§ **Stated task**:
Count the lines below that contain the word "white" and reply with that number alone.

§ **Record excerpts**:
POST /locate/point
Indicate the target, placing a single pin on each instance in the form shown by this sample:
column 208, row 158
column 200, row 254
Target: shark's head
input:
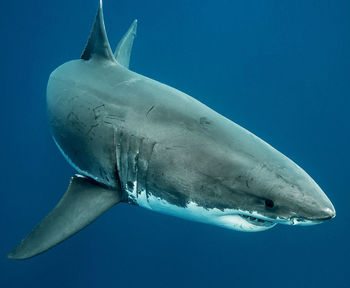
column 258, row 187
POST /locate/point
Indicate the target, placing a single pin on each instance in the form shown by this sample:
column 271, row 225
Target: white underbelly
column 228, row 218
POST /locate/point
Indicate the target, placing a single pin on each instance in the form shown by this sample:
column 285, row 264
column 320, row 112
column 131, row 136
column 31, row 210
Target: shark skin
column 133, row 139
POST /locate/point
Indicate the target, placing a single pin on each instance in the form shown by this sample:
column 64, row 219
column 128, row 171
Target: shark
column 135, row 140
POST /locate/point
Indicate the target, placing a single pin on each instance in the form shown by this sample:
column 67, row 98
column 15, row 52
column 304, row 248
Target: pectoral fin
column 82, row 203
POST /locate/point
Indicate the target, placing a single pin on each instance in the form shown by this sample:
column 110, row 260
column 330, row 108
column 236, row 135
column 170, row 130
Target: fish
column 135, row 140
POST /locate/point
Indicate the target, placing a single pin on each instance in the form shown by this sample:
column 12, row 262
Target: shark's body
column 136, row 140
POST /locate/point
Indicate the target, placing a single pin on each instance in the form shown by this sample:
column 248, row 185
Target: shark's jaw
column 226, row 218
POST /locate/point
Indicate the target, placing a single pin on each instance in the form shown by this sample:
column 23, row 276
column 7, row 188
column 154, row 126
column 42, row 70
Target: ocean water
column 278, row 68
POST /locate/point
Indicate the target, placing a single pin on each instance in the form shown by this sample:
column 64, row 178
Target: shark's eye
column 269, row 203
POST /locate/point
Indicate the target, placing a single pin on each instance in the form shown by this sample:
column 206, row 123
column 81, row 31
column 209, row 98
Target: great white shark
column 133, row 139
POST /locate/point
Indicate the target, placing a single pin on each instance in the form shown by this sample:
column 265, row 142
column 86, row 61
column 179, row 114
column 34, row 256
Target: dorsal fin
column 123, row 51
column 98, row 45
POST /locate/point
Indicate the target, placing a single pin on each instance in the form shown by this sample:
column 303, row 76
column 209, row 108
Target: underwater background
column 278, row 68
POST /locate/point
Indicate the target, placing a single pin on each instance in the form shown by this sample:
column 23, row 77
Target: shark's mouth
column 257, row 221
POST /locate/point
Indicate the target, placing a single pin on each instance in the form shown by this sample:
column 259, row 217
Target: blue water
column 278, row 68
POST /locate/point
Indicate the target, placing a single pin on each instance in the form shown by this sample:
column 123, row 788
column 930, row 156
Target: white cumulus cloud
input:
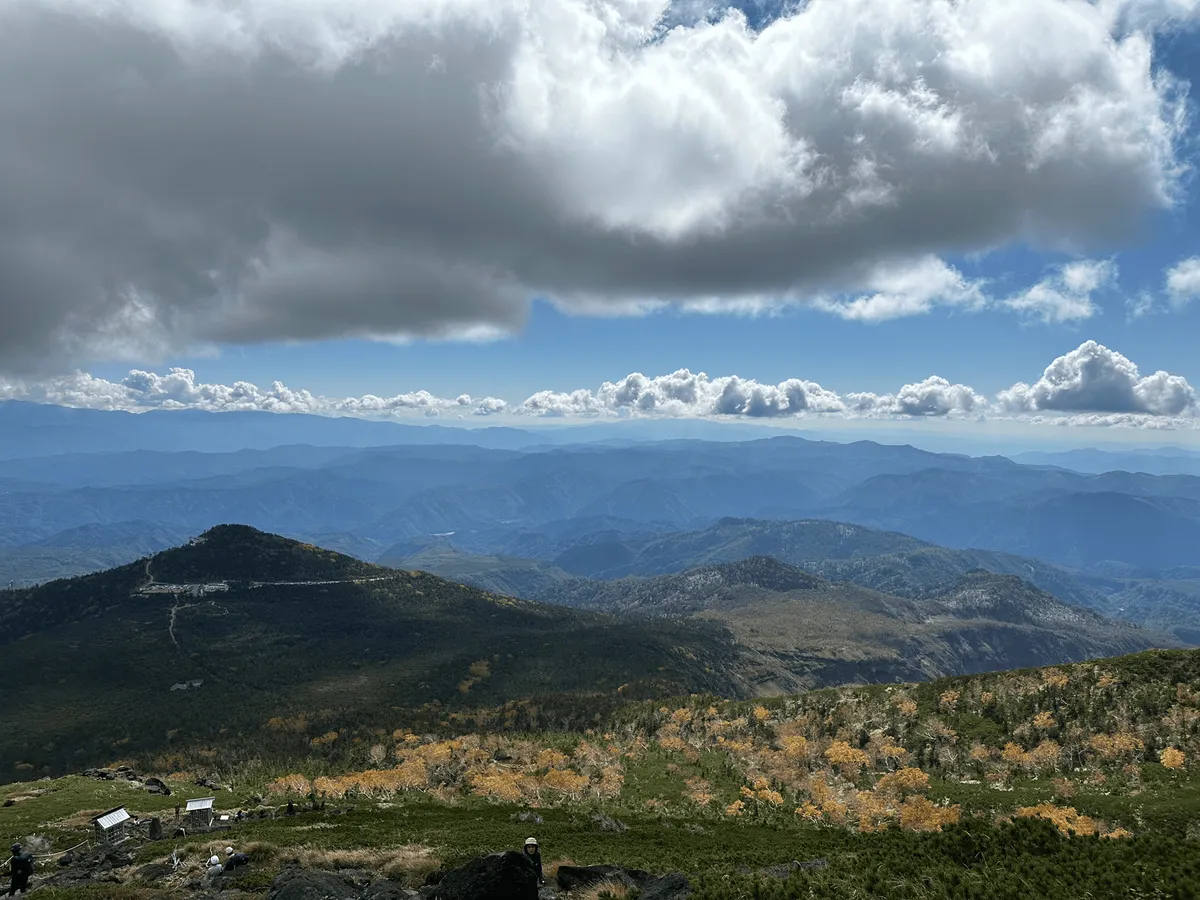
column 909, row 289
column 1095, row 379
column 1067, row 294
column 1089, row 385
column 179, row 390
column 1183, row 282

§ **The answer**:
3